[Photo-based referring expression data]
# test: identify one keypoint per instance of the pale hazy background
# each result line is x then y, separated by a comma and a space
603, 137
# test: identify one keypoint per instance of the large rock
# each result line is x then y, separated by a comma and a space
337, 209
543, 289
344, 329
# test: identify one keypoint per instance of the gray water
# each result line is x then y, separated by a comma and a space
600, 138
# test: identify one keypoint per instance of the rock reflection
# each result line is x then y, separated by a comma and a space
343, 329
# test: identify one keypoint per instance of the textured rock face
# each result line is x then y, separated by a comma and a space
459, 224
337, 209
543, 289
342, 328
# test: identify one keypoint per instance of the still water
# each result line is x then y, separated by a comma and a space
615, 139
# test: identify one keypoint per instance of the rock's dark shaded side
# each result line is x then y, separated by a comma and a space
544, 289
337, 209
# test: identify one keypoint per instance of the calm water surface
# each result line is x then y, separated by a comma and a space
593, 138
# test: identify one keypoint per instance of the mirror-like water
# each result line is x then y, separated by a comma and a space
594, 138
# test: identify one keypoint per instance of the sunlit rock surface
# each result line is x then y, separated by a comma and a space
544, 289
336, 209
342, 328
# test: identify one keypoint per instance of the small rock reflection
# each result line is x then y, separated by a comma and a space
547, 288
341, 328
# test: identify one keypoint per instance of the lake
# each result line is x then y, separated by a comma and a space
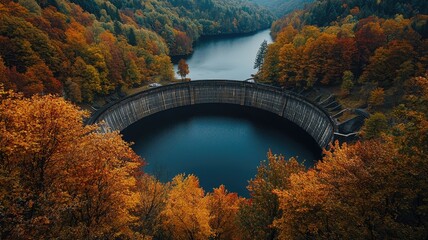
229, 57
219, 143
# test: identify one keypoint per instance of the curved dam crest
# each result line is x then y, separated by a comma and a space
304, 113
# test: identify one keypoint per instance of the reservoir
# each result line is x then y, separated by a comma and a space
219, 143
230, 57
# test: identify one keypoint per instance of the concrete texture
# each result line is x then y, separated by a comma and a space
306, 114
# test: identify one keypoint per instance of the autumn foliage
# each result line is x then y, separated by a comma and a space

# [What is expected]
Print exactly the lines above from the one with "# test: identify one keypoint per instance of the still" to the one with "# test: identify one keypoint per instance of the calm", including both.

# [Result for this task]
# test: identify one keypoint per instance of the still water
# each result line is x then y, separated by a comma and a space
615, 139
# test: identify one keypoint per instance of the rock's dark shaded side
# each result line is x then y, separated by a comma and a space
544, 289
337, 209
# test: identify one keypoint per instance of the calm water surface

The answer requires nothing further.